Directions for this task - Your response should be every line from the entries that includes the string "below".

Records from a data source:
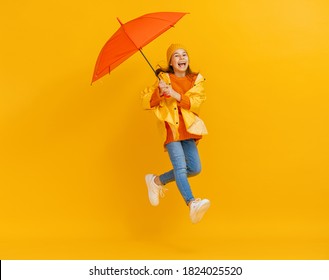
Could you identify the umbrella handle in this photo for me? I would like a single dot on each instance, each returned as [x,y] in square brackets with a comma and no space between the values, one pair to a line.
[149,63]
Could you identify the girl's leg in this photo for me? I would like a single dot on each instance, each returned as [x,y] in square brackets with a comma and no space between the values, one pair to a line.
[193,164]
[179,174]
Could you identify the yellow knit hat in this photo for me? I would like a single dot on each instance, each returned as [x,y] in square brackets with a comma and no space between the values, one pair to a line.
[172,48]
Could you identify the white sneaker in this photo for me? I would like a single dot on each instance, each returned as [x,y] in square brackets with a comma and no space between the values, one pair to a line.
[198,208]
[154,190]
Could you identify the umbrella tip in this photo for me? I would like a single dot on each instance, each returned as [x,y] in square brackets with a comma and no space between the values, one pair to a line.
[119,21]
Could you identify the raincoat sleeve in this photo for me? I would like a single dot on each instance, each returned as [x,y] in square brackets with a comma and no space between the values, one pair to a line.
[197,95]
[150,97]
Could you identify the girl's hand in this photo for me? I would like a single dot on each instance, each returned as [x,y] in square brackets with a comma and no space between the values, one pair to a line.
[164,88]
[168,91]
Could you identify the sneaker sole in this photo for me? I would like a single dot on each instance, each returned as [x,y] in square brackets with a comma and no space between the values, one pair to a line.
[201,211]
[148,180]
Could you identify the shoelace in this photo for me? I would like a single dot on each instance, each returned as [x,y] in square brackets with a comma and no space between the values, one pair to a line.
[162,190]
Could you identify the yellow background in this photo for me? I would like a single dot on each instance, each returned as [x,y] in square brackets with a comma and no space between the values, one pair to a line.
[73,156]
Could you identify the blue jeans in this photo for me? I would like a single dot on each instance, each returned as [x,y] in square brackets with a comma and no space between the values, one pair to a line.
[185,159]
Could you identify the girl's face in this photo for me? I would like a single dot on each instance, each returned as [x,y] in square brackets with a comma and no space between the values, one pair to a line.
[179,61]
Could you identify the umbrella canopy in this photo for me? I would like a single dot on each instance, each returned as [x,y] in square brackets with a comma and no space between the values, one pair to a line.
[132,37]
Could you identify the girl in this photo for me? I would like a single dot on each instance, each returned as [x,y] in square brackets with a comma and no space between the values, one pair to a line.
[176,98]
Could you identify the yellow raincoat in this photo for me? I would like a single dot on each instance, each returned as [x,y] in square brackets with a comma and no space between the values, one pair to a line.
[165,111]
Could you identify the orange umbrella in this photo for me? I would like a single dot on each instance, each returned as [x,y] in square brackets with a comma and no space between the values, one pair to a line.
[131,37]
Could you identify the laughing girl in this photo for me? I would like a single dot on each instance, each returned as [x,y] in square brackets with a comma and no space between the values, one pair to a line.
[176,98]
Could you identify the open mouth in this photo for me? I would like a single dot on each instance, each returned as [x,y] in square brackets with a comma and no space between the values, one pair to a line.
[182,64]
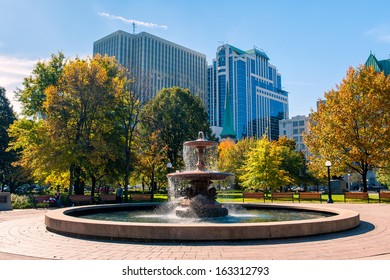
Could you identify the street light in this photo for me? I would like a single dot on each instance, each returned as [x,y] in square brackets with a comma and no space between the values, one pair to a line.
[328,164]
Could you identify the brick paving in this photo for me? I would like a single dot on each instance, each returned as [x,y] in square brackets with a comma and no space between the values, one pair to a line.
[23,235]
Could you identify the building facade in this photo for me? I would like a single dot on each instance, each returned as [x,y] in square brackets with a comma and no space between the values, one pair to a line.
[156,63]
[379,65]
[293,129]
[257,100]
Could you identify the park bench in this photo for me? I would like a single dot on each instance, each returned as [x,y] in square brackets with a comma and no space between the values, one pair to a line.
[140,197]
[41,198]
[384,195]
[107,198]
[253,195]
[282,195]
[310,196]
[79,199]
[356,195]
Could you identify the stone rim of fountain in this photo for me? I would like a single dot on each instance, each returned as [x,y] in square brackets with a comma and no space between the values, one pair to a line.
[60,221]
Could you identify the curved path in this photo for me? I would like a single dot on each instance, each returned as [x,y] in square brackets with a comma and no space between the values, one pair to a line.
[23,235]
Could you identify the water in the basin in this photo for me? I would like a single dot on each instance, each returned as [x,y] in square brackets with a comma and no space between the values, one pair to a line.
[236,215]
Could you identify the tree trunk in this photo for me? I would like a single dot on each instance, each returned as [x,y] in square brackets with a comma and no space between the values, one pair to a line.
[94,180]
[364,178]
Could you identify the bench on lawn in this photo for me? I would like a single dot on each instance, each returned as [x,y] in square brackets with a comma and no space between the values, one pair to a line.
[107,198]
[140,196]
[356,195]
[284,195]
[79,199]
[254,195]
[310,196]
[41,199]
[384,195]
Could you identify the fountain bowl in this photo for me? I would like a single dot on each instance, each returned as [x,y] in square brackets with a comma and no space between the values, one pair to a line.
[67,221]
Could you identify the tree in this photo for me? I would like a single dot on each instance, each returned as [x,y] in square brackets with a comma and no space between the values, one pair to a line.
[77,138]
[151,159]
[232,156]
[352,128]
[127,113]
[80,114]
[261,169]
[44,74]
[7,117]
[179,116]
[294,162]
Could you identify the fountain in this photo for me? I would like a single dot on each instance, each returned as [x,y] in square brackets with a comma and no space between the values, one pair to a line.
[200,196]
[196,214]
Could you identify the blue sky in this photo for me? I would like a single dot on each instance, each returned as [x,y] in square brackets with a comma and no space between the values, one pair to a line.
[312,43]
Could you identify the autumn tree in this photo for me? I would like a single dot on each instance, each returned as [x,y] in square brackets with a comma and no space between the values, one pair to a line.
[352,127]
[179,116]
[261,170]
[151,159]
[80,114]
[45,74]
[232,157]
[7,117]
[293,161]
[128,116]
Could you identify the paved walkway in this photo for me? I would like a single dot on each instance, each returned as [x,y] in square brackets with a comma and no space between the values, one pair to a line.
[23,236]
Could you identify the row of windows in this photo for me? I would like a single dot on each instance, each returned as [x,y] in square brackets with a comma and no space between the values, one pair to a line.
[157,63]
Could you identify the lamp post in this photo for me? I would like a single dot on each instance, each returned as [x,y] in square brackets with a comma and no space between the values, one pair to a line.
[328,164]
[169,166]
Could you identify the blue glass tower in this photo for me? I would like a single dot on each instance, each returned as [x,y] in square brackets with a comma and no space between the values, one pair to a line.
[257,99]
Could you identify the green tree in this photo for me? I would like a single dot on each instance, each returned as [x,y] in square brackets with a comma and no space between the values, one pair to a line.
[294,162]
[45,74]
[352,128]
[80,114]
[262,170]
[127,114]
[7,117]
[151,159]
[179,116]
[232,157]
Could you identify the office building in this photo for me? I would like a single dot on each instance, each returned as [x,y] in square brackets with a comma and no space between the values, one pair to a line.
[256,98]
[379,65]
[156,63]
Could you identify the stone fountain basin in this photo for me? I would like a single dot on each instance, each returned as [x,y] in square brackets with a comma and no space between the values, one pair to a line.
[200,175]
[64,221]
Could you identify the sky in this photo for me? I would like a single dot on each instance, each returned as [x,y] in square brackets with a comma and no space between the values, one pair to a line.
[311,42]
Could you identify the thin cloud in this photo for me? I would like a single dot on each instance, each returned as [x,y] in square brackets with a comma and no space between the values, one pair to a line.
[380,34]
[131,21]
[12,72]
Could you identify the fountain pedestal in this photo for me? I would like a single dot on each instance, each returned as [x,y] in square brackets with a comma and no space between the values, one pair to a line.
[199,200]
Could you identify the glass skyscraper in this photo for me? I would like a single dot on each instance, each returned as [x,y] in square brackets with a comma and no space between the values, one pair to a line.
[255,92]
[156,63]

--

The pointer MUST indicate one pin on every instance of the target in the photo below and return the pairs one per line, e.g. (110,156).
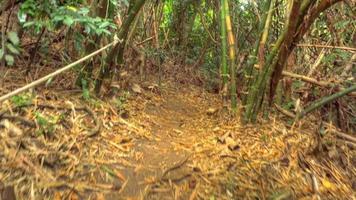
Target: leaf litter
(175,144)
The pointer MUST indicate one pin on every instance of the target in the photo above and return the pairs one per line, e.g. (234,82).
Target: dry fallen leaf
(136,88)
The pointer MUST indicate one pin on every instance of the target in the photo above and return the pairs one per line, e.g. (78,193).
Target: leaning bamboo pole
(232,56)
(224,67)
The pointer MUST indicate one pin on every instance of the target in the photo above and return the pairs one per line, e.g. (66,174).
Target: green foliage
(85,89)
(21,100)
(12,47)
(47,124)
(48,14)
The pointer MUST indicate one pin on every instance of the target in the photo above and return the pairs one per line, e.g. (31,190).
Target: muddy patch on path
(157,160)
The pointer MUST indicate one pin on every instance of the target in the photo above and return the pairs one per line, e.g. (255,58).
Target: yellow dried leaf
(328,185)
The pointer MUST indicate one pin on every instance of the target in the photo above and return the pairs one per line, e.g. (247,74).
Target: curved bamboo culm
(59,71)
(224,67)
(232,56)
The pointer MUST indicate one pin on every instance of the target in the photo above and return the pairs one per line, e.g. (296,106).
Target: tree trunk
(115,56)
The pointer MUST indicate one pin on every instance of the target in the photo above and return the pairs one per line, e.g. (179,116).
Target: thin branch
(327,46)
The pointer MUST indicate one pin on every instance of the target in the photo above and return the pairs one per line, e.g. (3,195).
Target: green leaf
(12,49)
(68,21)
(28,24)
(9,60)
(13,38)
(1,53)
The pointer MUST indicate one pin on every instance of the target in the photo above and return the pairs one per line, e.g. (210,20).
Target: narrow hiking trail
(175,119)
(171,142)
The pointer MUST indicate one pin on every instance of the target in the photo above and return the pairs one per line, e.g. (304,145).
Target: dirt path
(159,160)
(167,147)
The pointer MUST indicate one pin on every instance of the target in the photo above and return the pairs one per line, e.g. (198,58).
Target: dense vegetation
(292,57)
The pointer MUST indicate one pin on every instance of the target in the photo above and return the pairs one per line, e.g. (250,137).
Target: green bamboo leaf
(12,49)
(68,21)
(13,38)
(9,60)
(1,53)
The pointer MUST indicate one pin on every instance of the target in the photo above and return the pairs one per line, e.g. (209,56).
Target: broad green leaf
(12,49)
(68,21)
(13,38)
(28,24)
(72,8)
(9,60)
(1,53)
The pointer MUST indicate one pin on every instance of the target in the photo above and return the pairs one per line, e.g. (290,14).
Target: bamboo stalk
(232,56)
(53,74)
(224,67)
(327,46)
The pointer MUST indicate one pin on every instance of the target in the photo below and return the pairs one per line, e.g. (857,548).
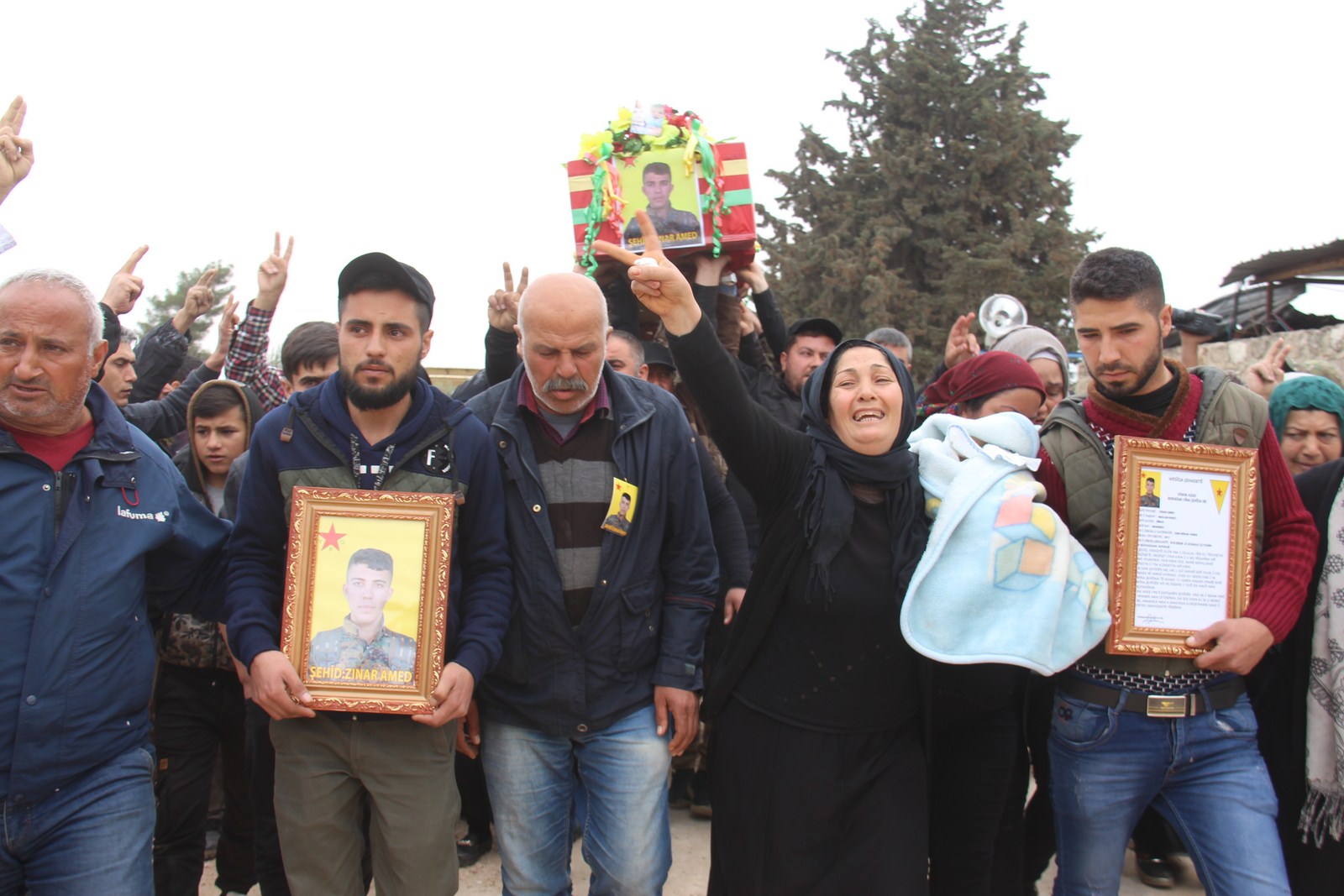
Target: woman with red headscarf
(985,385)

Finished exercise -
The pointer MUST indicate one pin on every instance of the target in the photo below and return the pairs one per line, e.g. (110,156).
The pointer MUST indicate one pin on every instance of the target in the photo below and return the pairs one per line, e.g. (857,548).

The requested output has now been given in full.